Nothing in the data may be omitted; output it all verbatim.

Dataset entries:
--------------------------------------------------

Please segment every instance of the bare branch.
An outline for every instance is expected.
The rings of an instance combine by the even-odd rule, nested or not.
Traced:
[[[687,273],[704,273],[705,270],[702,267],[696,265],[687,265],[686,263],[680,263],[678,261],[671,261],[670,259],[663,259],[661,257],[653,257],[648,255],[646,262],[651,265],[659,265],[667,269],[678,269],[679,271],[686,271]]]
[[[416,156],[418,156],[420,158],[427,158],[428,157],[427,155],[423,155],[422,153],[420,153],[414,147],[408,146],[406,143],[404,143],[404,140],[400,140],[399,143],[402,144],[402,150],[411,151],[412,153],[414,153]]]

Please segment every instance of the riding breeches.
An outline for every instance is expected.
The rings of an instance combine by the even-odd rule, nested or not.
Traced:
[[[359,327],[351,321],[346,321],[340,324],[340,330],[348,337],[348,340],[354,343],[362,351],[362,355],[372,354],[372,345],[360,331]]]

--------------------------------------------------

**Exercise answer**
Please segment every instance of the bare branch.
An outline for every instance is expected.
The rings of an instance combine by the even-odd rule, nested or not.
Traced:
[[[687,273],[704,273],[705,270],[702,267],[696,265],[687,265],[686,263],[680,263],[678,261],[671,261],[670,259],[663,259],[661,257],[653,257],[648,255],[646,262],[651,265],[659,265],[667,269],[678,269],[679,271],[686,271]]]
[[[416,156],[418,156],[420,158],[427,158],[428,157],[427,155],[423,155],[422,153],[420,153],[414,147],[408,146],[406,143],[404,143],[404,140],[400,140],[399,143],[402,144],[402,150],[411,151],[412,153],[414,153]]]

Please segment every instance of the riding breeches.
An outline for every instance is expected.
The rings of an instance combine by the even-odd rule, nested or not.
Traced:
[[[359,327],[351,321],[346,321],[340,324],[340,330],[348,337],[348,340],[354,343],[362,351],[362,355],[372,354],[372,345],[360,331]]]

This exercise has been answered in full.